- _Written problem_
Repeat exactly, and only, the lines from the one containing "indicate: cumulus cloud" through the end of the records.

- _Record set_
========================

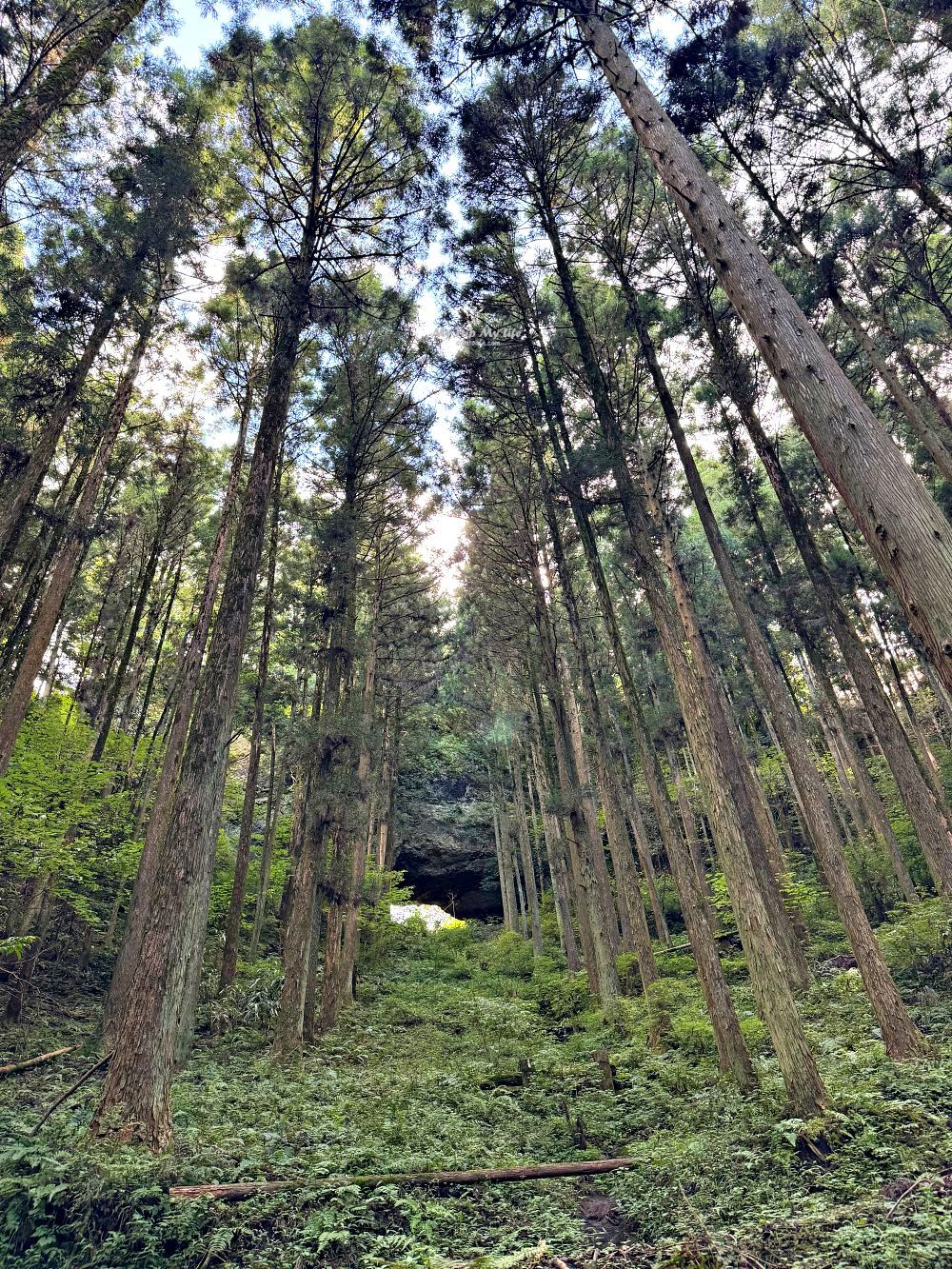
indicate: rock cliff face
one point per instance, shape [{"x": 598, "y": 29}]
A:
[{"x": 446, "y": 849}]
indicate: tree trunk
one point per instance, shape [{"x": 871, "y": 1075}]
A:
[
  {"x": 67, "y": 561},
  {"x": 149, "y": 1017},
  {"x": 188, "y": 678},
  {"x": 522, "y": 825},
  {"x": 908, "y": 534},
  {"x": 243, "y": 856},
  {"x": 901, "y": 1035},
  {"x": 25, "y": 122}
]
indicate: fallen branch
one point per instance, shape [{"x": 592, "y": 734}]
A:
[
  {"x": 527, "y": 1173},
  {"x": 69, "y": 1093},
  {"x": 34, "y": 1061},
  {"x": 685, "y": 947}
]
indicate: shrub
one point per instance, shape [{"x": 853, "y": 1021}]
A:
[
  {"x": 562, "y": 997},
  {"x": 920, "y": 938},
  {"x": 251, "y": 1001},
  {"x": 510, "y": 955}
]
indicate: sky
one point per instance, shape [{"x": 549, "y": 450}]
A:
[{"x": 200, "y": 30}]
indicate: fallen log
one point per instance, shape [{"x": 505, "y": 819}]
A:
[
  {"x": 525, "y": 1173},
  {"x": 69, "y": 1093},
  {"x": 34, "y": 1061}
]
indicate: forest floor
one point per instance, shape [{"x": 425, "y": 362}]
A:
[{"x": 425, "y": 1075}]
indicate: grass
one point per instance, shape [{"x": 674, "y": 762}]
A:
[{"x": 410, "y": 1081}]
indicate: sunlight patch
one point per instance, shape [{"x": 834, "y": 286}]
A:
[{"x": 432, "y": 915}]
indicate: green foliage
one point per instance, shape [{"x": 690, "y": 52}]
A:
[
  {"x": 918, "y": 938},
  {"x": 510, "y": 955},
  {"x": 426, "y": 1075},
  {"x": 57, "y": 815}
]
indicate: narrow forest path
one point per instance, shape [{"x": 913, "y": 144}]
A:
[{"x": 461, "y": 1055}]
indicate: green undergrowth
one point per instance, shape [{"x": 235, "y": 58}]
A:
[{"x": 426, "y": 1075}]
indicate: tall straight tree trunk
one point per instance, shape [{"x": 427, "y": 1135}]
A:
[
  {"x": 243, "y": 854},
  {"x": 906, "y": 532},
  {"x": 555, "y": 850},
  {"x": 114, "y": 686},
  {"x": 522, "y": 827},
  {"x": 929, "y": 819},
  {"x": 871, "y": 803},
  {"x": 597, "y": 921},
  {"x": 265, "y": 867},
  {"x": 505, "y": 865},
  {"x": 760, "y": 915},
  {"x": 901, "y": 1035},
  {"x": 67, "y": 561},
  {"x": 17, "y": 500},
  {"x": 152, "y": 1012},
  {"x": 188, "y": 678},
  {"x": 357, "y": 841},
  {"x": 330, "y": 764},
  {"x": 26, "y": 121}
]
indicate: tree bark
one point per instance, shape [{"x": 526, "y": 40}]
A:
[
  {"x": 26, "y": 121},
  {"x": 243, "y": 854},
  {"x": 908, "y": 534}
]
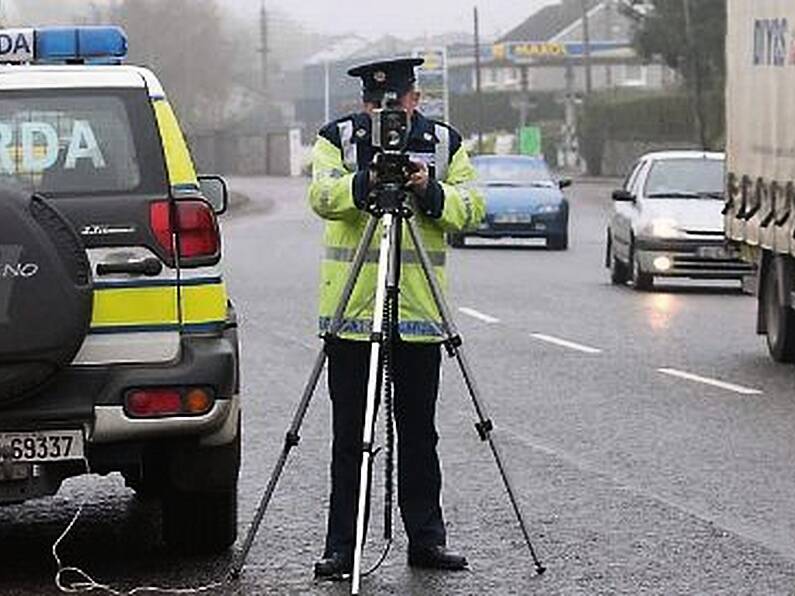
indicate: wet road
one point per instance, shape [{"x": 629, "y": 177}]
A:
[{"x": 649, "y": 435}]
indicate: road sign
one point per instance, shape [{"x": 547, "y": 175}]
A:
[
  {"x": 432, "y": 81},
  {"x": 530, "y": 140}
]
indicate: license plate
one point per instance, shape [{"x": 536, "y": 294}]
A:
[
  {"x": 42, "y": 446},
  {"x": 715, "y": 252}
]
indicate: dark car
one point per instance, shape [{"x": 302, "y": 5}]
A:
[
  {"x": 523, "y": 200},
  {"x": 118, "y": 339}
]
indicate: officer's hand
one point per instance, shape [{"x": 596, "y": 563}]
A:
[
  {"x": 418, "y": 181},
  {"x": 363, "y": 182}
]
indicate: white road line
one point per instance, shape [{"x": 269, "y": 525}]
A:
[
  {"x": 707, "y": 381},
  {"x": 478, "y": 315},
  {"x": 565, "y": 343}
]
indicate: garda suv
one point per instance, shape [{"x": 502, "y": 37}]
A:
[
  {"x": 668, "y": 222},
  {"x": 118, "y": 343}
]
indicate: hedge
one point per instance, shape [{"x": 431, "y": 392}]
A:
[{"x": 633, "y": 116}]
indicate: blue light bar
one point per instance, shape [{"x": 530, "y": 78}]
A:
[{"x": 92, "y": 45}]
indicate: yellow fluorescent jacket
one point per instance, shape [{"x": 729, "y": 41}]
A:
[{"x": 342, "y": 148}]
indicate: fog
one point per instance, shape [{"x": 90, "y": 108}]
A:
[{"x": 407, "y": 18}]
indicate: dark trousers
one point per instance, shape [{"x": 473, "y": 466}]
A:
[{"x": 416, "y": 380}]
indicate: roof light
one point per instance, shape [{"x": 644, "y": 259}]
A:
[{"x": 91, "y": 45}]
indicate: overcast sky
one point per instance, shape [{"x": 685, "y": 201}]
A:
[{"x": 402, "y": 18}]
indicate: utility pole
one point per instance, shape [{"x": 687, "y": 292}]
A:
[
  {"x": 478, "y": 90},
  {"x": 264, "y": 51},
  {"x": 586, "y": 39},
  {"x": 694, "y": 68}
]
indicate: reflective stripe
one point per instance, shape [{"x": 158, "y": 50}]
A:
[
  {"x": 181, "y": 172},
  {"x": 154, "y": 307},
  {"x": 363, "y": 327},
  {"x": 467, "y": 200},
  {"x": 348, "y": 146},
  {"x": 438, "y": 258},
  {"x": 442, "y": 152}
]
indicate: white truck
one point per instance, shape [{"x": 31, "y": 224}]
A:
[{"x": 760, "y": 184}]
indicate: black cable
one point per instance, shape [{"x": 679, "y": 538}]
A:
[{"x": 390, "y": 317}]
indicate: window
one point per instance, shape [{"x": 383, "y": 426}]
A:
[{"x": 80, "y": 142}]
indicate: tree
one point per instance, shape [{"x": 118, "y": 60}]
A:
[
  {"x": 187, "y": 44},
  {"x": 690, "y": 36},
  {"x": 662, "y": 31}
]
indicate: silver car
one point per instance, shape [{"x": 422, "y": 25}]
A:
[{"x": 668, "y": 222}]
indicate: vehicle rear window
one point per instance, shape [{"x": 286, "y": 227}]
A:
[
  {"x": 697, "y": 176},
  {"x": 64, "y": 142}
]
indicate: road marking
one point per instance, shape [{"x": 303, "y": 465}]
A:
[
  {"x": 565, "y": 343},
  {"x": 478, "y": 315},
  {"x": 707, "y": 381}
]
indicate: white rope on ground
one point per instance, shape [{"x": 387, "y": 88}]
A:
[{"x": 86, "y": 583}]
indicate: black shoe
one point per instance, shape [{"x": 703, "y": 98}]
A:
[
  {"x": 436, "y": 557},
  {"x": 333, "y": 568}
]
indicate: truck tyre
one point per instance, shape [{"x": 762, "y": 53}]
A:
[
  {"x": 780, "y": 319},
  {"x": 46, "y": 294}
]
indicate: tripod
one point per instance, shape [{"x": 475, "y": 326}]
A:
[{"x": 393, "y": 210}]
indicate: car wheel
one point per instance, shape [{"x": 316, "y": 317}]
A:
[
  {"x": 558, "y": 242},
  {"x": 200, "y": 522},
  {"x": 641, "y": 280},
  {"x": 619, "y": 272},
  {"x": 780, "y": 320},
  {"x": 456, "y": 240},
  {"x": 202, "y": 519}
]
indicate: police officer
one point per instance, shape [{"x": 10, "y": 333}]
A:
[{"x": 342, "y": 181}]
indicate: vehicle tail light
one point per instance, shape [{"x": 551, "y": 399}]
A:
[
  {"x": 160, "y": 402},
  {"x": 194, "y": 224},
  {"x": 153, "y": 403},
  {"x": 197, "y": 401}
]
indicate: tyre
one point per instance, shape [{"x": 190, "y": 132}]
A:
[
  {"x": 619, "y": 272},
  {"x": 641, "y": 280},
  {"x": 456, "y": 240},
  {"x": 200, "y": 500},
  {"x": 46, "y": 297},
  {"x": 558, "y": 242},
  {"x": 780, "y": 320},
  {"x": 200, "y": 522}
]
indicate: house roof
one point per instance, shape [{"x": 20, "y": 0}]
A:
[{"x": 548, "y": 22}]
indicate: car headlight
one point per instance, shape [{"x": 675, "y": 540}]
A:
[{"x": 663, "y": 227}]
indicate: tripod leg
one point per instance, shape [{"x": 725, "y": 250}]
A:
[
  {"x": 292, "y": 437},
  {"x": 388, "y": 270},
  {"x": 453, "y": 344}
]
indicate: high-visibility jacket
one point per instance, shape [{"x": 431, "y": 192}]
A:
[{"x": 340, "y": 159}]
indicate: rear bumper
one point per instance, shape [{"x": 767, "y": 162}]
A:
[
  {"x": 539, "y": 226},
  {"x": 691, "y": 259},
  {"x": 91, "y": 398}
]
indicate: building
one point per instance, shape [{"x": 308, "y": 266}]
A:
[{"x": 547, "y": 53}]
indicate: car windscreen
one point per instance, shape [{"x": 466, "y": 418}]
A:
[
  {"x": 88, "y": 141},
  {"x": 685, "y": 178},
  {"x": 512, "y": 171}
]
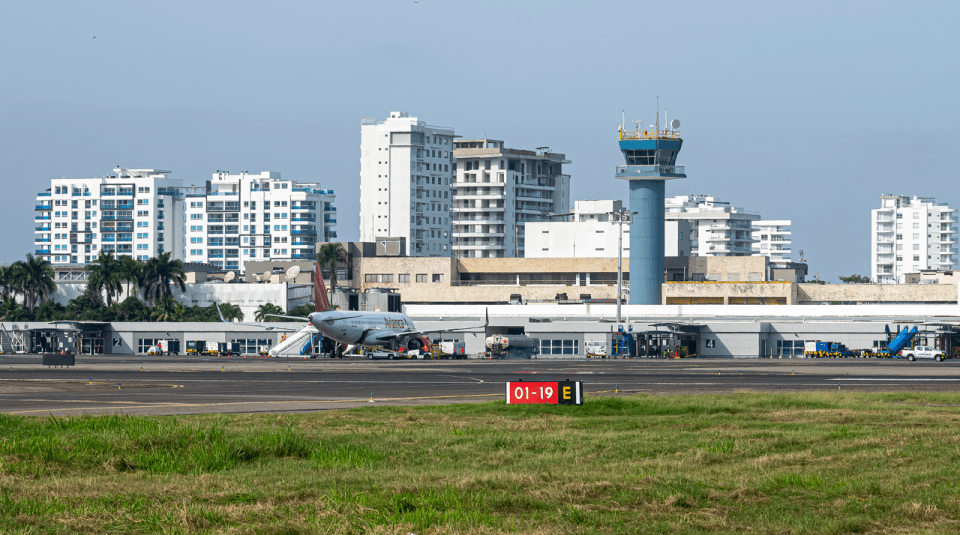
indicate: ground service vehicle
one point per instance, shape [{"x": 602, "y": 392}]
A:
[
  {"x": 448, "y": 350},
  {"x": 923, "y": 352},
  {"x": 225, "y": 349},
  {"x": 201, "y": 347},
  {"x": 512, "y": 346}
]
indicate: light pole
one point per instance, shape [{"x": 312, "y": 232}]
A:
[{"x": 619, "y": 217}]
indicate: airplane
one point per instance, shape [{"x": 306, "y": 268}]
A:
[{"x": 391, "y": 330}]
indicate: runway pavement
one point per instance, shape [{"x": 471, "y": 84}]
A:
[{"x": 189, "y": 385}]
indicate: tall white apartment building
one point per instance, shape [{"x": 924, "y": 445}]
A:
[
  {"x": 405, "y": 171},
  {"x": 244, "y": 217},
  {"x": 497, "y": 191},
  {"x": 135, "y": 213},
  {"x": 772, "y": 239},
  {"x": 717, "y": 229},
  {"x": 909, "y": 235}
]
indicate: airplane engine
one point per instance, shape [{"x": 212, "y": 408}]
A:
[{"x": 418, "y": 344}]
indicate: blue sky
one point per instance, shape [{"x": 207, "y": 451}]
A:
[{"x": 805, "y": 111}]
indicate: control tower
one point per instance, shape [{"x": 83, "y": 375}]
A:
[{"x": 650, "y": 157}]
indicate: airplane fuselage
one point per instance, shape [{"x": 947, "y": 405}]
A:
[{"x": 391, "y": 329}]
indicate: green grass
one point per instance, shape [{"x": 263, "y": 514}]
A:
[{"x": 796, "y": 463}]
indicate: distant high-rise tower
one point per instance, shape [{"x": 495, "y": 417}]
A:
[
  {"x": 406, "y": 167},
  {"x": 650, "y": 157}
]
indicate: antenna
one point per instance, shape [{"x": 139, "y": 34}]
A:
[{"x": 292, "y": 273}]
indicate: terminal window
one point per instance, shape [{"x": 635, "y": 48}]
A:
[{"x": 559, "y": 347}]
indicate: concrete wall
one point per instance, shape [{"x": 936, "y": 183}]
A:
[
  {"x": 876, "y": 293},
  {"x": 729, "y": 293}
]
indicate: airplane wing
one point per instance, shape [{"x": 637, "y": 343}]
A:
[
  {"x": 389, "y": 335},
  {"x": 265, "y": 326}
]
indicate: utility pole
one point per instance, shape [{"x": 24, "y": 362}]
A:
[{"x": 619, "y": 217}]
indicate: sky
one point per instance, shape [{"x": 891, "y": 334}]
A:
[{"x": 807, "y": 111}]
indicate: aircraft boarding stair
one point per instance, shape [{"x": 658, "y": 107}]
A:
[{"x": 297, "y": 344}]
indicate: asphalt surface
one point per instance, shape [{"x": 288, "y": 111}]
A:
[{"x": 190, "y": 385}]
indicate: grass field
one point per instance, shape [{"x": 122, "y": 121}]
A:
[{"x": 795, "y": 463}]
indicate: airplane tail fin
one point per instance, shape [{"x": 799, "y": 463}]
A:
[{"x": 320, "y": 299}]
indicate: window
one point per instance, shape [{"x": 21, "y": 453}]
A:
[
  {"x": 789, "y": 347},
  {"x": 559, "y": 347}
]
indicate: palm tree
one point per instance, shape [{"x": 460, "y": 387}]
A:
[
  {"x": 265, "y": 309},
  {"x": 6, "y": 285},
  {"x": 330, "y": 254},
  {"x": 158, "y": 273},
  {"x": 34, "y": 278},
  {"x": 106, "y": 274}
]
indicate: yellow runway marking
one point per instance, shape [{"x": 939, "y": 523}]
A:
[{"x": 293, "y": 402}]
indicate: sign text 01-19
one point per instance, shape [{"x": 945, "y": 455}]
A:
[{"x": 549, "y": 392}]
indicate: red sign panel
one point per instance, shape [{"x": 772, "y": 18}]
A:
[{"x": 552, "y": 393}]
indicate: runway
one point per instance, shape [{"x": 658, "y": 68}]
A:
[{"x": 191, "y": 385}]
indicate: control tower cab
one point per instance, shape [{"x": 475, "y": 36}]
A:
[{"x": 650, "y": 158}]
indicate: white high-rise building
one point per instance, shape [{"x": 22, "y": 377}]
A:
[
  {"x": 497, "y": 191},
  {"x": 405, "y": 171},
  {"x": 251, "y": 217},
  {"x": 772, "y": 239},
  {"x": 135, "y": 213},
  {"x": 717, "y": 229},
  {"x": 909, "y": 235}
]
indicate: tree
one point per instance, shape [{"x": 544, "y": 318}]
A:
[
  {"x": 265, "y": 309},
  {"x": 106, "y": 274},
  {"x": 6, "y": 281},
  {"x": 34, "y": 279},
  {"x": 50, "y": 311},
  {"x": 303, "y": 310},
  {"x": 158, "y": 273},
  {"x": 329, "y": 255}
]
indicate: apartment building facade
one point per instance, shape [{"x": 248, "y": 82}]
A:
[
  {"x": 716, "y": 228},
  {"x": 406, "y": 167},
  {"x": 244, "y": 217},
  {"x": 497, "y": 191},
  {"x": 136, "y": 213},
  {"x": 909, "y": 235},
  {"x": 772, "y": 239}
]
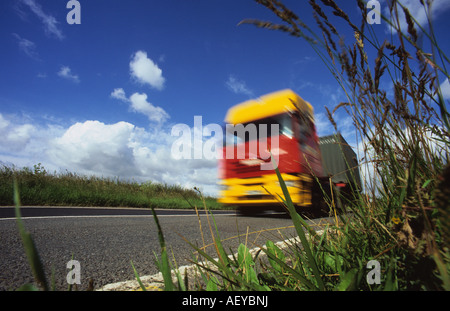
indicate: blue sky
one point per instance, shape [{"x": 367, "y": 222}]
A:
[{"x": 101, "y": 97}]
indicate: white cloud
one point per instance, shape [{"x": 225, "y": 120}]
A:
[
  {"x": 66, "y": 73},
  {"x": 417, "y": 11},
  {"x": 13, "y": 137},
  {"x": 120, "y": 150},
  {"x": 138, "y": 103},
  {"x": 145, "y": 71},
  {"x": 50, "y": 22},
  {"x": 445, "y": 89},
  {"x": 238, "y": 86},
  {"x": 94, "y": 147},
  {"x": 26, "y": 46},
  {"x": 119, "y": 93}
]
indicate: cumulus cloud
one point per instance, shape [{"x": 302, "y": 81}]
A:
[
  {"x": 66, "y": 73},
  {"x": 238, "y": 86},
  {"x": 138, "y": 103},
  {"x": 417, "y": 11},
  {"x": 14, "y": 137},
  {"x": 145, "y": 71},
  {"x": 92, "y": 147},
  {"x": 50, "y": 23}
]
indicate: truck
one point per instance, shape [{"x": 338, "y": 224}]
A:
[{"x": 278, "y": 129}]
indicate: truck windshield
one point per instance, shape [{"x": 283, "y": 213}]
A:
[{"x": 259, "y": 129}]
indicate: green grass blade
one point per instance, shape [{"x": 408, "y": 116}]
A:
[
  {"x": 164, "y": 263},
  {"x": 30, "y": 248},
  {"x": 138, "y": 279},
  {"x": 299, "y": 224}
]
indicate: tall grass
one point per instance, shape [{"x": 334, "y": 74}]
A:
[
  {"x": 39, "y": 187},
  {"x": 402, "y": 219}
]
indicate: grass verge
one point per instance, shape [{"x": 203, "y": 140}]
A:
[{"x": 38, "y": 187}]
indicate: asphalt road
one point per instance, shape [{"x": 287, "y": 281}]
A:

========================

- _Answer to this exercise_
indicate: cumulus cloud
one point per instance, shape [{"x": 302, "y": 81}]
A:
[
  {"x": 66, "y": 73},
  {"x": 238, "y": 86},
  {"x": 138, "y": 103},
  {"x": 417, "y": 11},
  {"x": 14, "y": 137},
  {"x": 145, "y": 71},
  {"x": 92, "y": 147},
  {"x": 50, "y": 23}
]
indicate: truck
one point per instance, shape [{"x": 338, "y": 224}]
A:
[{"x": 278, "y": 129}]
indicate: truck windshield
one point per instance, shape [{"x": 283, "y": 213}]
A:
[{"x": 259, "y": 129}]
indicate: green grass blade
one point per instance, shape [{"x": 408, "y": 116}]
A:
[
  {"x": 164, "y": 263},
  {"x": 30, "y": 248},
  {"x": 138, "y": 279},
  {"x": 299, "y": 224}
]
indicate: tall grass
one point per instance, shape [{"x": 334, "y": 74}]
A:
[
  {"x": 39, "y": 187},
  {"x": 402, "y": 219}
]
indicate: grass verge
one point per instance, shape [{"x": 203, "y": 140}]
A:
[{"x": 38, "y": 187}]
indicate: asphalt road
one point per instance, shape [{"x": 287, "y": 281}]
A:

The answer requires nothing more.